** start Stored rows **
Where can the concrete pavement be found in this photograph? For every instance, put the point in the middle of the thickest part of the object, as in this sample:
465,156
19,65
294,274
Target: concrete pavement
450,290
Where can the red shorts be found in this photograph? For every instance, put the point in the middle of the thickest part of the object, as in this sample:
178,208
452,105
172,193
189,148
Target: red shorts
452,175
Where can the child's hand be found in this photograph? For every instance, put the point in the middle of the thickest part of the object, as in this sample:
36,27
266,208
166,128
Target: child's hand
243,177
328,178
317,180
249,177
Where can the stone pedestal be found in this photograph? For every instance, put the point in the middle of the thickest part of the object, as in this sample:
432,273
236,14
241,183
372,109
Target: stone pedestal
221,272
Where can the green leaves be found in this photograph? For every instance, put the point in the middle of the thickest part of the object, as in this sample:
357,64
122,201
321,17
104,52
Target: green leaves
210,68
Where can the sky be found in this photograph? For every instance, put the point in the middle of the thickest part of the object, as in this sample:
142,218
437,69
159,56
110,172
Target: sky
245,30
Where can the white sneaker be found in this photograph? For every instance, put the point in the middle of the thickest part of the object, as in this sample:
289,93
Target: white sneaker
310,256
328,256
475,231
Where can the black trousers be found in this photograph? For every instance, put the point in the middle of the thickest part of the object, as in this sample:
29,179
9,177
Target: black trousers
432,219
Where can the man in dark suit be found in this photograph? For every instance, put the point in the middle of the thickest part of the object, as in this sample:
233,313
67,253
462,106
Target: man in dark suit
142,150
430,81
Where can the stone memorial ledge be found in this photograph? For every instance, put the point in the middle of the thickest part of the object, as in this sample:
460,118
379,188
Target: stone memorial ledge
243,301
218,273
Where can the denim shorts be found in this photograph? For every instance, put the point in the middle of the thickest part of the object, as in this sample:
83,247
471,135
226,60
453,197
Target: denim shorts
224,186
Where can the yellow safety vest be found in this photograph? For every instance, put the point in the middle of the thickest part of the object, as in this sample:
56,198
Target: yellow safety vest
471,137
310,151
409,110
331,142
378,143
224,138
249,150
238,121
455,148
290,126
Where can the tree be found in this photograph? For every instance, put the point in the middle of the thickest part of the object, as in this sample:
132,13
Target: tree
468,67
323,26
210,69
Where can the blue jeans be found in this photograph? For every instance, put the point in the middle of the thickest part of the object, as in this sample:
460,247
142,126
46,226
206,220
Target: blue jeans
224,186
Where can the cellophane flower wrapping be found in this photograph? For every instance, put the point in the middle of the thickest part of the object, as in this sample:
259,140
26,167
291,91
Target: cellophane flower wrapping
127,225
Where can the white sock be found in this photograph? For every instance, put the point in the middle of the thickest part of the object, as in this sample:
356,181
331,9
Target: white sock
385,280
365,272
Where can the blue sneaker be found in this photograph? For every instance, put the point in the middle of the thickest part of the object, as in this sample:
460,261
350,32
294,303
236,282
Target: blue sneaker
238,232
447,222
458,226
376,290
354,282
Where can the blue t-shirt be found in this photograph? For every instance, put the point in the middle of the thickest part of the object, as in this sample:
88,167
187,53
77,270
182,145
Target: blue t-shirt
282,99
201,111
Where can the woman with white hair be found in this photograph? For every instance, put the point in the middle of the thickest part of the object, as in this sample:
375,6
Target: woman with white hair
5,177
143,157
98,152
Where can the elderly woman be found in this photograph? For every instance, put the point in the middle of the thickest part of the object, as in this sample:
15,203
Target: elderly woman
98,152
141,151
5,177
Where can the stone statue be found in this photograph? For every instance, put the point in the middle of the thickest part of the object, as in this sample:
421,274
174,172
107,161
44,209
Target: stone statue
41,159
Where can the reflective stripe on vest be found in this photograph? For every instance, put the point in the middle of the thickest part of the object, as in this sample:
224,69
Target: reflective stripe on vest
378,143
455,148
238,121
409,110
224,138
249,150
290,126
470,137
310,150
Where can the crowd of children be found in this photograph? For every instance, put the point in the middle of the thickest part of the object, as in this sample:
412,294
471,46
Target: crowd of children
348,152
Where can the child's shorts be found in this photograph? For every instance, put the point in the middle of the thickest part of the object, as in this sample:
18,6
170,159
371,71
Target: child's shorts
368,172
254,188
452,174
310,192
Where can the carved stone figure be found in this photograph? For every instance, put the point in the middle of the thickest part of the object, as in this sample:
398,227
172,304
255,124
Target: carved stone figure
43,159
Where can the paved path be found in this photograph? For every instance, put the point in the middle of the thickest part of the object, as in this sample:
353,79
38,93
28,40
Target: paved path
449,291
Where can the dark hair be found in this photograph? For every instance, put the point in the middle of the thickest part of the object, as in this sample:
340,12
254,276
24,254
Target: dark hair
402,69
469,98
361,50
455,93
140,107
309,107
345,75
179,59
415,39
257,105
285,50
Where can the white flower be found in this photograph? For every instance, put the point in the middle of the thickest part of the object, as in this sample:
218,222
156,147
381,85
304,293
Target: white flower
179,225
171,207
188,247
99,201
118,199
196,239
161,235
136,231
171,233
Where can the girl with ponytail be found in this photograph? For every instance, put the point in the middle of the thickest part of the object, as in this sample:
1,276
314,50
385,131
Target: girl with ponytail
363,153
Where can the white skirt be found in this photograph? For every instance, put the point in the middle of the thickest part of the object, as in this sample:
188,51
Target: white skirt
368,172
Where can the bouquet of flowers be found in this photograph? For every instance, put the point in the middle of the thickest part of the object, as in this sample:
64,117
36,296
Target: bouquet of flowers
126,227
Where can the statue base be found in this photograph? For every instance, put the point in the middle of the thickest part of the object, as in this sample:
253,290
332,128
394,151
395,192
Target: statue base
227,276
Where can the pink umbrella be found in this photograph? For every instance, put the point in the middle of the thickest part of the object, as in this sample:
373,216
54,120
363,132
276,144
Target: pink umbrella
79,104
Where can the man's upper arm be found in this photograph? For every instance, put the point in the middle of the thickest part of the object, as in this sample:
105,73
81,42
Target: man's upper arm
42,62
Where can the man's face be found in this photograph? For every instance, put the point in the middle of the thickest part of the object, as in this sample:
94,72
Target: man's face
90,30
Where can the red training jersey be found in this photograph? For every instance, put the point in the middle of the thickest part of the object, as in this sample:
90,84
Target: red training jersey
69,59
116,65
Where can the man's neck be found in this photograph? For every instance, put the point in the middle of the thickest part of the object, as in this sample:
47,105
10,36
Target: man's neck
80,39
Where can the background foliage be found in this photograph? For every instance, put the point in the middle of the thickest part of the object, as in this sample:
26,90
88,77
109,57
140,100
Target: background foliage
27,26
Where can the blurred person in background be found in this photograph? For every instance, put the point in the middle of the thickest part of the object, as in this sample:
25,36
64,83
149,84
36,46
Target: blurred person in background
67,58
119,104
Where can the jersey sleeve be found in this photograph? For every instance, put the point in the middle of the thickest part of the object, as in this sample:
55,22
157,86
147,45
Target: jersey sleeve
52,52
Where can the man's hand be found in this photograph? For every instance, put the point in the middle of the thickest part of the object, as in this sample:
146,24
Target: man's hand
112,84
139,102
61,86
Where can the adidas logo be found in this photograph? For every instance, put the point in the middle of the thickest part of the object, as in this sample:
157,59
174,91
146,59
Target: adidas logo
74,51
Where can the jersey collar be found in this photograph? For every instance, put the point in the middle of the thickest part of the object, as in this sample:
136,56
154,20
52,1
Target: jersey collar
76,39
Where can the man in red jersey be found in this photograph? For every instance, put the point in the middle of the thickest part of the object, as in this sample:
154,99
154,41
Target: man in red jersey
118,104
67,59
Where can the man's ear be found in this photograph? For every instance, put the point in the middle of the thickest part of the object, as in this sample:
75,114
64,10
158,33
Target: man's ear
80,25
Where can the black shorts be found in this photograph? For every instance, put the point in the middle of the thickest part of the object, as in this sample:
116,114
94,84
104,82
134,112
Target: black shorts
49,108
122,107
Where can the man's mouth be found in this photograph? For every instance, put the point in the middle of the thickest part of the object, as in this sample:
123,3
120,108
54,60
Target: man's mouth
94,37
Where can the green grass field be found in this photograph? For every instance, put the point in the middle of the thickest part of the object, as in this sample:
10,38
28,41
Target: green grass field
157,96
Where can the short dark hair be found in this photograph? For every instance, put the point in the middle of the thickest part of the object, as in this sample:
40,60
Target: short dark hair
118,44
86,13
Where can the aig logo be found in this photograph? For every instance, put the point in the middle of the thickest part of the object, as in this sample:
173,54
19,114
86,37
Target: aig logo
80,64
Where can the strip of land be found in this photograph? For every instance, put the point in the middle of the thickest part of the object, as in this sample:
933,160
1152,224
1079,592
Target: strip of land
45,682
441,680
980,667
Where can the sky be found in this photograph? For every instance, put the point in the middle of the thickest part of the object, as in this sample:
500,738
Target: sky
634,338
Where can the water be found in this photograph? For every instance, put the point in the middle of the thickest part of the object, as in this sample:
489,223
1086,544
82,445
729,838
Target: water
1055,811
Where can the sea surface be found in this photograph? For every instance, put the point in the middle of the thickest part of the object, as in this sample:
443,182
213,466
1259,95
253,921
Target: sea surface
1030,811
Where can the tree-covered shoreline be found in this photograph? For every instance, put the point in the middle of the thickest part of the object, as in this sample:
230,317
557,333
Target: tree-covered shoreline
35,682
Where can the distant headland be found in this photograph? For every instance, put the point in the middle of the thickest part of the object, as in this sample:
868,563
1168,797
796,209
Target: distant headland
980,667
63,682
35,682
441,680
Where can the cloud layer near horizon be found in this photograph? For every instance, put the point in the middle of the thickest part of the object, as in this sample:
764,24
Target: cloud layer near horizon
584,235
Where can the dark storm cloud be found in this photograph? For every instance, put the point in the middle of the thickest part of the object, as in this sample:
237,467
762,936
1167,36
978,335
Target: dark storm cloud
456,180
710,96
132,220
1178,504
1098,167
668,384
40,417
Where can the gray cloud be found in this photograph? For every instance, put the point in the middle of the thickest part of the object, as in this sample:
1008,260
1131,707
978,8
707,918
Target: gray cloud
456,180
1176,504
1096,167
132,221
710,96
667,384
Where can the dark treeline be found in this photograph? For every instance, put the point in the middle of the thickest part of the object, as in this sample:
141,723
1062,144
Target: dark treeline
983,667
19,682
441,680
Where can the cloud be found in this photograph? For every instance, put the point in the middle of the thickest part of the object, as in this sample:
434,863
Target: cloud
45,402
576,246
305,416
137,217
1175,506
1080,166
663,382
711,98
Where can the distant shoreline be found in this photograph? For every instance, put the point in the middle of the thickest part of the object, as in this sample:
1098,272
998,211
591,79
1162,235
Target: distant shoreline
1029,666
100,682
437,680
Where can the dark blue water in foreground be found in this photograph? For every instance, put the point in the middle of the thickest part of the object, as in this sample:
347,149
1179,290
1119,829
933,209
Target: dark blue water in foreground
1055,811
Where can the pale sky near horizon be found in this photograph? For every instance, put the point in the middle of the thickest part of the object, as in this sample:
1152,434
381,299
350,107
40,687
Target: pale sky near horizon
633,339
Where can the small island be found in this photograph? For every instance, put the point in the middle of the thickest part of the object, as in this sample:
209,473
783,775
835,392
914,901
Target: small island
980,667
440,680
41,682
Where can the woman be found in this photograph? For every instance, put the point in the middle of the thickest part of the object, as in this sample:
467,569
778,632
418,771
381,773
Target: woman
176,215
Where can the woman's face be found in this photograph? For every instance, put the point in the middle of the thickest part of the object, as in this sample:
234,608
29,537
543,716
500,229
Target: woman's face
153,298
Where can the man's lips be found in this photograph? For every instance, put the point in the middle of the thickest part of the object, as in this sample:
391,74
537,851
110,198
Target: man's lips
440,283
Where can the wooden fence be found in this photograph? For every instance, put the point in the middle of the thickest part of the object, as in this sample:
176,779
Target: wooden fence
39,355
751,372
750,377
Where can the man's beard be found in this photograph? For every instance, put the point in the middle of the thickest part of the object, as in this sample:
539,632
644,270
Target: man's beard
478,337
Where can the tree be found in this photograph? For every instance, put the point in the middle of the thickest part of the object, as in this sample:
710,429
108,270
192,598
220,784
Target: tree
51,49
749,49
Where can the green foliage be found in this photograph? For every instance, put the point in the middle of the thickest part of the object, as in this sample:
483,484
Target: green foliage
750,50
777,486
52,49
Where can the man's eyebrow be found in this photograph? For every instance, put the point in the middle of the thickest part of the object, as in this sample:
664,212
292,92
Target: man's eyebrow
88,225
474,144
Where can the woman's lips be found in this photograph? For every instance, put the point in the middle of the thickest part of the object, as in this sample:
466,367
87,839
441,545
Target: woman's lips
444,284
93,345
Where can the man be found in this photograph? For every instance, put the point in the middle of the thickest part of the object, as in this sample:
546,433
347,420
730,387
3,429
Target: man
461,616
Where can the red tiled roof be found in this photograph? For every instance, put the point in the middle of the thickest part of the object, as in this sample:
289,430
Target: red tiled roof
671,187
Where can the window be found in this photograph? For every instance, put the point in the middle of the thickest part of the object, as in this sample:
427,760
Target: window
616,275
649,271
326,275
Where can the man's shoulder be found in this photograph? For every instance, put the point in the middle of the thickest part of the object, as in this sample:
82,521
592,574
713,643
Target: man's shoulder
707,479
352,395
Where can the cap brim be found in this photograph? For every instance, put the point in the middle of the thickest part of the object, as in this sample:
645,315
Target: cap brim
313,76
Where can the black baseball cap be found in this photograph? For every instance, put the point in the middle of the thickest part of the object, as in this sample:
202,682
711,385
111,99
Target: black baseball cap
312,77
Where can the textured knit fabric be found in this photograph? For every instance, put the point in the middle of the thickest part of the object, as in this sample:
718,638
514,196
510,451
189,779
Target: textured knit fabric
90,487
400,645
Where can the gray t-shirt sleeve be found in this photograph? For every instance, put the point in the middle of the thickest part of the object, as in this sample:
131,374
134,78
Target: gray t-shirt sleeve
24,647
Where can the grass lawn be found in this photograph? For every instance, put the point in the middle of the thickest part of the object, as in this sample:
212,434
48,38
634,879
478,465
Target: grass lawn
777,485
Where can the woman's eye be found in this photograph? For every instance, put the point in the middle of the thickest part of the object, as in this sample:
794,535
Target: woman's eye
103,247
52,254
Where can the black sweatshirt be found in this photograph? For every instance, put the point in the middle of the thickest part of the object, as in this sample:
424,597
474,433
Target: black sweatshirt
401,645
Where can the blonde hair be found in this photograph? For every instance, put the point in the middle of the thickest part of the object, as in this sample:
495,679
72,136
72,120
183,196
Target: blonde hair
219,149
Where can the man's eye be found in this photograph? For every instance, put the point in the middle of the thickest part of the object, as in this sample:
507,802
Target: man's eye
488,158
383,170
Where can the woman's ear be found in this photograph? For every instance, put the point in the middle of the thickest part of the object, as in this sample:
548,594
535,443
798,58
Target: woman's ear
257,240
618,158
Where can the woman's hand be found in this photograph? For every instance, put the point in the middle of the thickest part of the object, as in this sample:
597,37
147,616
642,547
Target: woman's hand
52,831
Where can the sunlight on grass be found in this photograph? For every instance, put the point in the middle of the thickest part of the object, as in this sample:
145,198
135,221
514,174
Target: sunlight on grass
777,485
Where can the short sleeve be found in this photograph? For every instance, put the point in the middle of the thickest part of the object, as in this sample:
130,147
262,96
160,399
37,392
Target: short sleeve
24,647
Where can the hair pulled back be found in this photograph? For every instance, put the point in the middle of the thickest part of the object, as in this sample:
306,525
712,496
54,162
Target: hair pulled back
** end Stored rows **
# [Short exercise]
Extract, verbatim, the stretch from the line containing "Where can the short sleeve" through the final line of the entries, with both ends included.

# [Completed task]
Where can the short sleeve be found in this photograph? For every instance, put the point in the middle of the thickest part of the object, as in this sample:
130,147
262,96
160,399
37,392
Target: short sleeve
24,647
Where can the hair pulled back be found in this photograph? For every instance, put the point in the middle of the thickest part of the object, as in this sample:
306,525
712,496
54,162
Target: hair pulled back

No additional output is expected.